- What to work on
Go through the listing and write out all of it exactly.
* * * * *
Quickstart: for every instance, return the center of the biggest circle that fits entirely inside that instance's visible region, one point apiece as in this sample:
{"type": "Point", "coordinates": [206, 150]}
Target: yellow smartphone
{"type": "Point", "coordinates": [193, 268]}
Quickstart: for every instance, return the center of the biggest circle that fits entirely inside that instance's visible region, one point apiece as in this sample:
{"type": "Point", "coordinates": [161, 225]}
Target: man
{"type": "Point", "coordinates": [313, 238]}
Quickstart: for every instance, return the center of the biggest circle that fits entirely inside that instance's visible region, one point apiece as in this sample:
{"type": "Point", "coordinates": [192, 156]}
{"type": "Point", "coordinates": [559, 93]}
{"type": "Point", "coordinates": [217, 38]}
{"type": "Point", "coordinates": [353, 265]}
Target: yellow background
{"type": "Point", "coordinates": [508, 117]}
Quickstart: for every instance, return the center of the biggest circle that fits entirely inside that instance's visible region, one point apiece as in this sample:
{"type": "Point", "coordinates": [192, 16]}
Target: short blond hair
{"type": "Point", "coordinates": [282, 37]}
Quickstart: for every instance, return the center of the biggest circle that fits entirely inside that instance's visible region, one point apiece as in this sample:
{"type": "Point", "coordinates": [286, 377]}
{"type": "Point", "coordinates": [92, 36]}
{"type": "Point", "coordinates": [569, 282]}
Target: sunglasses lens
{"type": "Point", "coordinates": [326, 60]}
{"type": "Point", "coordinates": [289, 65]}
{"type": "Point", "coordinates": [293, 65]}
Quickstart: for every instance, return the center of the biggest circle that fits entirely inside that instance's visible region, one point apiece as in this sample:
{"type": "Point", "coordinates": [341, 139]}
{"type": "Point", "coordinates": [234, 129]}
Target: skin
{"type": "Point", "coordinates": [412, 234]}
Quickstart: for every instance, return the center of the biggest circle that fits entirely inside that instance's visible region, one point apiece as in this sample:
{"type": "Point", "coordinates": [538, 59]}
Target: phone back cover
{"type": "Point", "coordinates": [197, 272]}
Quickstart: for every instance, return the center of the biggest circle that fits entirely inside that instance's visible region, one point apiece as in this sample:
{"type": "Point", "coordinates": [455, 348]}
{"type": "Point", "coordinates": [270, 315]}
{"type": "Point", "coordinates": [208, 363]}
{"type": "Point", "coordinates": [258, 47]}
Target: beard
* * * * *
- Answer to this problem
Quickstart: for every instance, return the center of the biggest circle that fits entirely inside that instance's visible region, one point apiece as in this sample:
{"type": "Point", "coordinates": [206, 150]}
Target: yellow smartphone
{"type": "Point", "coordinates": [193, 268]}
Quickstart: for every instance, return the center of the biggest circle that fits entirely inside that instance's visible region, one point apiece as in this sample:
{"type": "Point", "coordinates": [161, 225]}
Target: man
{"type": "Point", "coordinates": [313, 238]}
Quickstart: for every instance, return the center of the biggest circle that fits entirely inside that instance's visible region, one point apiece as in this sample:
{"type": "Point", "coordinates": [192, 156]}
{"type": "Point", "coordinates": [559, 93]}
{"type": "Point", "coordinates": [217, 38]}
{"type": "Point", "coordinates": [353, 265]}
Target: yellow background
{"type": "Point", "coordinates": [508, 117]}
Quickstart: for every instance, return the center of the biggest circle that fits entirely inside that instance's visible region, one point apiece as in this sample:
{"type": "Point", "coordinates": [192, 16]}
Target: short blond hair
{"type": "Point", "coordinates": [282, 37]}
Quickstart: for every instance, return the center of the biggest circle that fits entirely inside that instance's visible region, one point apiece as in this sample:
{"type": "Point", "coordinates": [286, 377]}
{"type": "Point", "coordinates": [92, 36]}
{"type": "Point", "coordinates": [569, 282]}
Target: sunglasses lens
{"type": "Point", "coordinates": [326, 60]}
{"type": "Point", "coordinates": [289, 65]}
{"type": "Point", "coordinates": [293, 65]}
Quickstart: for every instance, return the center of the biggest circle that fits entirely inside that instance's visible region, one point apiece as in this sample:
{"type": "Point", "coordinates": [341, 139]}
{"type": "Point", "coordinates": [234, 129]}
Target: skin
{"type": "Point", "coordinates": [412, 234]}
Quickstart: for every instance, return the center of the biggest circle that fits entirely inside that instance's visible region, one point apiece as in this sample:
{"type": "Point", "coordinates": [538, 59]}
Target: phone back cover
{"type": "Point", "coordinates": [197, 272]}
Quickstart: for every instance, return the center of the biggest circle that fits entirely inside that instance's visible region, one point apiece as in this sample:
{"type": "Point", "coordinates": [455, 348]}
{"type": "Point", "coordinates": [270, 315]}
{"type": "Point", "coordinates": [208, 363]}
{"type": "Point", "coordinates": [258, 47]}
Target: beard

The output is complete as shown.